### Passage provided
Monday, August 10, 2015

Can We Have Positive Body Image Even With Surgery?


What’s even more complicated is how we can be positive role models for an issue that we ourselves feel so complicated about.

Let’s break it down into simple terms: Iggy Azalea is a controversial Australian rapper who said, “I don’t think positive body image means always having to be 100 per cent natural.”


She’s had a breast augmentation and a nose job.

After she was already famous.

So, it’s not like she was trying to make herself fit some stereotype in order to be seen and celebrated. And there was certainly no way of her fans not noticing the changes. So, she didn’t try to hide her surgeries.

The question becomes, why?

If one has already become successful (looking the way one looks naturally), why would one want to change that look?

“I try to be body-positive, whether you’re just loving your natural self or you want to make changes…It’s important we have that conversation, because we have this Photoshop conversation a lot of the time, but it’s a bit more invasive or taboo for people to talk about the surgical ways we sometimes enhance ourselves. That’s very relevant to girls who are looking to you, or aspiring to you. As much as people should know you’re Photoshopped, they should know if you’re surgically enhanced. It’s too unfair [otherwise].”

I applaud Azalea’s honesty. And I get that people do see this whole beauty ideal as some sort of competition in a way.

Who can be thinnest? Who can be most beautiful?

But is the answer to give in to the pressures? Whether of society’s or our own making?

For young girls, knowing the truth does not always equal an ability to rationalize that they do not need to meet those beauty standards.

They may intellectually understand a photo is photoshopped or a model has had work done, but what they see is the finished product.

They see what they want to be, and they’ll do anything to get there.

The Beauty Race is a dangerous game indeed.

### Data extract
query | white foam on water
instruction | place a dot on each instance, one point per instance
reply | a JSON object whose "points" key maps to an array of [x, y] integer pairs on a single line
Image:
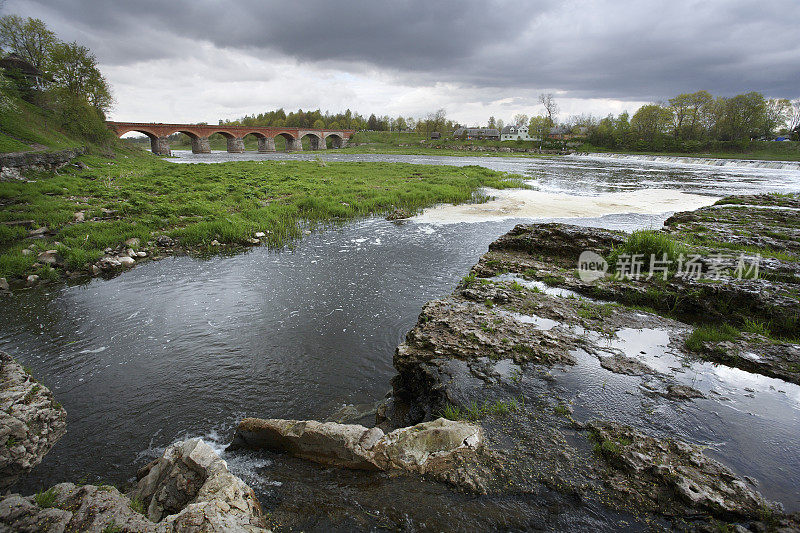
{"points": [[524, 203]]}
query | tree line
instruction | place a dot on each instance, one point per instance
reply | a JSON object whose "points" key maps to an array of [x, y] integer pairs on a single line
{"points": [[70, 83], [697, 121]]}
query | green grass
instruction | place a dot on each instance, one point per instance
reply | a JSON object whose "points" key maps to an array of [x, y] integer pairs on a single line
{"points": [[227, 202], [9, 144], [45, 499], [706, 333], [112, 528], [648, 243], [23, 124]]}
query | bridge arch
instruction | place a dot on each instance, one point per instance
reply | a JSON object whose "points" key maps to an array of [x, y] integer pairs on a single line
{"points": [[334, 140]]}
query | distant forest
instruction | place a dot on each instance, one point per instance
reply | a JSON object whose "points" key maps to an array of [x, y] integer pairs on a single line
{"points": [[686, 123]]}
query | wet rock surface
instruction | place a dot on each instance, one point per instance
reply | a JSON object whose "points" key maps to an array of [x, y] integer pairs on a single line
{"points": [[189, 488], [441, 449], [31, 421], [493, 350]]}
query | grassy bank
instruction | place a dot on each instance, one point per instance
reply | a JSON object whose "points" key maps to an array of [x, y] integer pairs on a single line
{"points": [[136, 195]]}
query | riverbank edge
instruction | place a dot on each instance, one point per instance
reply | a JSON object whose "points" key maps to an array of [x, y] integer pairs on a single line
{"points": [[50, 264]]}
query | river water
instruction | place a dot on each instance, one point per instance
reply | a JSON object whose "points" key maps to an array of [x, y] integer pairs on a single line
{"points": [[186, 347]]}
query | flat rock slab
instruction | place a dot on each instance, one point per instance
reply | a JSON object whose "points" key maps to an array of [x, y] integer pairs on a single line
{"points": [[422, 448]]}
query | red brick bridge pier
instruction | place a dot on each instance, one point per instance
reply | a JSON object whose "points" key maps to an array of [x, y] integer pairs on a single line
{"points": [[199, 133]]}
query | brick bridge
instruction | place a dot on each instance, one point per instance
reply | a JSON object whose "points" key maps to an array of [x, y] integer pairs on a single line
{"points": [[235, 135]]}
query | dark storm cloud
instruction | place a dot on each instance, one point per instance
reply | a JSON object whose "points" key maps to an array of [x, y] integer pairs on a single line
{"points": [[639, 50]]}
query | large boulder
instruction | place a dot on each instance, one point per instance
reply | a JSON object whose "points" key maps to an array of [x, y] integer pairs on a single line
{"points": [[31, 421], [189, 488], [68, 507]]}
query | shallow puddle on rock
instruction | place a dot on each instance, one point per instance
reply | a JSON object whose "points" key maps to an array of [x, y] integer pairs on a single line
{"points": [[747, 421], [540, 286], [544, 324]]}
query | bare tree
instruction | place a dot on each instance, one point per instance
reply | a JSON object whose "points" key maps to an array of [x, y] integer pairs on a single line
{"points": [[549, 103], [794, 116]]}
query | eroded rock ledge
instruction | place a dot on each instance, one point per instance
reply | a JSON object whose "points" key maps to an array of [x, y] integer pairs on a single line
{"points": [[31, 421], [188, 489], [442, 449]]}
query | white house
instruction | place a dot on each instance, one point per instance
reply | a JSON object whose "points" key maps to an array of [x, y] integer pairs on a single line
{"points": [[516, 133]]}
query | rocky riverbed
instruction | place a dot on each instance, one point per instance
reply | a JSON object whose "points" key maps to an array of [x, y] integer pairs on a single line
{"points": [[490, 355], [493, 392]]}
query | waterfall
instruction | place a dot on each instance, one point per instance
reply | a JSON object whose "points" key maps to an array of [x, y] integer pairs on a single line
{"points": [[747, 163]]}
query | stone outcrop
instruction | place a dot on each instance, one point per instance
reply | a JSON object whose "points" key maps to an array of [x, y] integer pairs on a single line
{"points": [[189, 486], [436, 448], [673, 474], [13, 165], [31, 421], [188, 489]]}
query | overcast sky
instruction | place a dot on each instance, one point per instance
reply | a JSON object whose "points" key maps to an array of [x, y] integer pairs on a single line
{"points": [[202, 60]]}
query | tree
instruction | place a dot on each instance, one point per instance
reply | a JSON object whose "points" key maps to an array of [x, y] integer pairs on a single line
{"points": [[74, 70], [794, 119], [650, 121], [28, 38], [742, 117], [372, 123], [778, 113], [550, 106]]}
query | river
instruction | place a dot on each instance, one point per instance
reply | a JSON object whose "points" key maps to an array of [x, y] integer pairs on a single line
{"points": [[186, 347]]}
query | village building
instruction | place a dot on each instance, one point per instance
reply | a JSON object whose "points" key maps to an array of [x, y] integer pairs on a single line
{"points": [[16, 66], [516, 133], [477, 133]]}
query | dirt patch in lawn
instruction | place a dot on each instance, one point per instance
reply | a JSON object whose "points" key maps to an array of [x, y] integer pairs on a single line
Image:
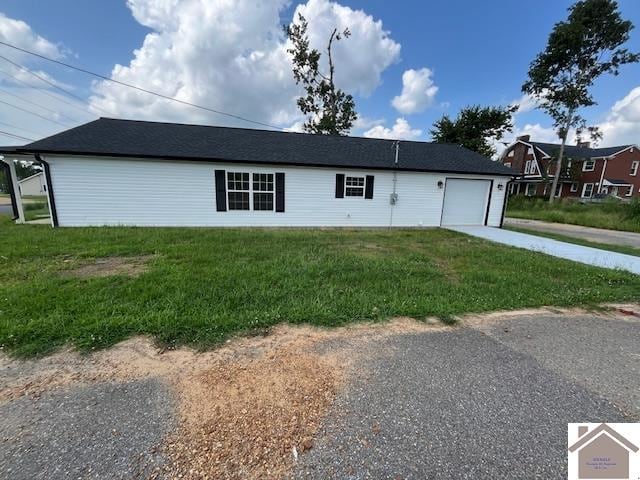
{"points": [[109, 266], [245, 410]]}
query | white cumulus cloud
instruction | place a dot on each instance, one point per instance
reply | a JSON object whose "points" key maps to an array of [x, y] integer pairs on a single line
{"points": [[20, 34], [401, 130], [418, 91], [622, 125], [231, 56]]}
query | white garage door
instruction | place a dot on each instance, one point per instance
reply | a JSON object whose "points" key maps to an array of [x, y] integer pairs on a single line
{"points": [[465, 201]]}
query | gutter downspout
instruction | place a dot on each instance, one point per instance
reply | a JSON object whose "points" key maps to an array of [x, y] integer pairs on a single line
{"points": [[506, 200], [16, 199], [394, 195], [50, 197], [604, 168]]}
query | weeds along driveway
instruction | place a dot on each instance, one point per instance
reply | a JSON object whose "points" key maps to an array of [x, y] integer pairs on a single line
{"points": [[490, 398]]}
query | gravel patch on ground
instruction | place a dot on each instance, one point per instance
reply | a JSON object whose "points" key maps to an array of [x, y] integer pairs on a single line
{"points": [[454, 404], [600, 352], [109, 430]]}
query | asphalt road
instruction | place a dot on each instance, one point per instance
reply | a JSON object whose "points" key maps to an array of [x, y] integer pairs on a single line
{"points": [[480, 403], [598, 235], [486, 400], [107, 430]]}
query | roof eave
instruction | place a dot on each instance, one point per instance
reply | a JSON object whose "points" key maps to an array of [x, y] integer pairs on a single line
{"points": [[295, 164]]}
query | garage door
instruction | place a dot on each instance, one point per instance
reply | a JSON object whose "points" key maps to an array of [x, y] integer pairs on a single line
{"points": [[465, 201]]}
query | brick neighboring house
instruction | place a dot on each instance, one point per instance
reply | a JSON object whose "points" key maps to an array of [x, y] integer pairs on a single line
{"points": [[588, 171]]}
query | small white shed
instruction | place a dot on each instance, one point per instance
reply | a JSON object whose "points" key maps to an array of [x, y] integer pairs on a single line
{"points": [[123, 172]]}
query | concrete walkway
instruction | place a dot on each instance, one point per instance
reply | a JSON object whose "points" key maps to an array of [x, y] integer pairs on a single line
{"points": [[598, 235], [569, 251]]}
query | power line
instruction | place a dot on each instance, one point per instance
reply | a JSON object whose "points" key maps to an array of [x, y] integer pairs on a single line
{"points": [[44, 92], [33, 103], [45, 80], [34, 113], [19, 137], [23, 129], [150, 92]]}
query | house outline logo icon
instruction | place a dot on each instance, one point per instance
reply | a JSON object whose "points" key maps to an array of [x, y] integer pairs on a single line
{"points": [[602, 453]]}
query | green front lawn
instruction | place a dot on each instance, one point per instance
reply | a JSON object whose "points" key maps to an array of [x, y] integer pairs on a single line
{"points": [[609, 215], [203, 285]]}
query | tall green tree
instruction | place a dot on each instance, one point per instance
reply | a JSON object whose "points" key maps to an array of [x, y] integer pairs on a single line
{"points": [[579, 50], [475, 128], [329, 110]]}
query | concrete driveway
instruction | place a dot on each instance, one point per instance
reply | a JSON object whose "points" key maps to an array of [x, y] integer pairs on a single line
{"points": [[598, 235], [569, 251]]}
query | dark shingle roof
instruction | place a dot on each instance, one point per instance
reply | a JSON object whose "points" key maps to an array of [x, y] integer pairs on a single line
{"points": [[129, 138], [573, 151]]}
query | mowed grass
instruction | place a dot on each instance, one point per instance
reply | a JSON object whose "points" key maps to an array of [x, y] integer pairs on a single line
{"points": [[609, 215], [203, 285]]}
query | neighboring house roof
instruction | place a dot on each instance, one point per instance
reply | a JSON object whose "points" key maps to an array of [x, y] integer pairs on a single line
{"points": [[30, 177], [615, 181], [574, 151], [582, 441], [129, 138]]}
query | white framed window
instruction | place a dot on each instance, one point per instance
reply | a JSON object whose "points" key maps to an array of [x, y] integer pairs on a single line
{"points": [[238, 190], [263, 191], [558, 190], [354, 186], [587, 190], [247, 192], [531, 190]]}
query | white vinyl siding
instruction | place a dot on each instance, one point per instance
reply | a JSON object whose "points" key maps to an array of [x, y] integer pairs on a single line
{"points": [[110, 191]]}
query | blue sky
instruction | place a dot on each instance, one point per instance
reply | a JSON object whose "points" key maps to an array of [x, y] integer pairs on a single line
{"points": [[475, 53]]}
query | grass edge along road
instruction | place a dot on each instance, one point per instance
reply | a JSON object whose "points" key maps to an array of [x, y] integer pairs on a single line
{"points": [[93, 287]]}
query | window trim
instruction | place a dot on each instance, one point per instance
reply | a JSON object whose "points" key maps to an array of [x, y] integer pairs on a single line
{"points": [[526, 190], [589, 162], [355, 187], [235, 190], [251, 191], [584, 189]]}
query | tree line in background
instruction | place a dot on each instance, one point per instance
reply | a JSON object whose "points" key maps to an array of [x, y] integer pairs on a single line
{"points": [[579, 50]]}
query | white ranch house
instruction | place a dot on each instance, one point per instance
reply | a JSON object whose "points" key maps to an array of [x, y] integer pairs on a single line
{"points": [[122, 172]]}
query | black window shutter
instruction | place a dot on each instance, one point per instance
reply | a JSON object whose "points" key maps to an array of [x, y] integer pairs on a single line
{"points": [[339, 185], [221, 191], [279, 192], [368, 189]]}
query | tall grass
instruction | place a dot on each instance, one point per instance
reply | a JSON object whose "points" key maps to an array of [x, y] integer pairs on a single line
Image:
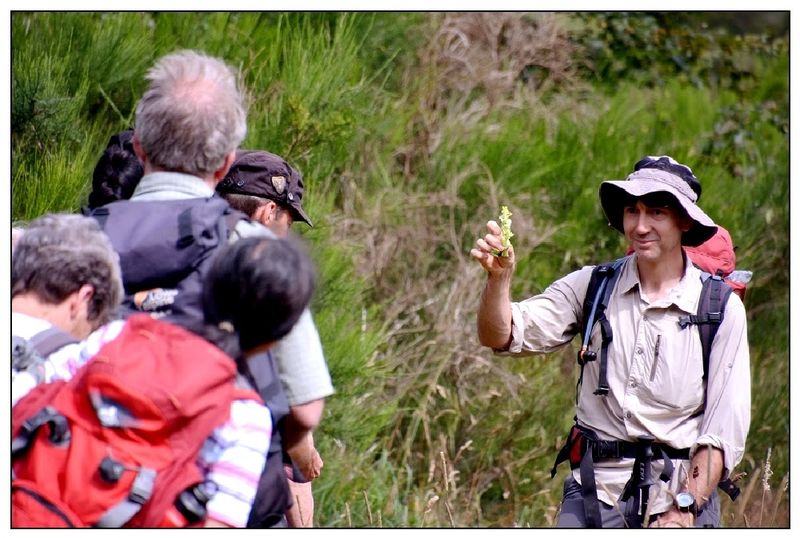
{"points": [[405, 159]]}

### What the task requires
Please state which two surgeries the post on body image and surgery says Iggy Azalea has had.

### Result of the task
A breast augmentation and a nose job.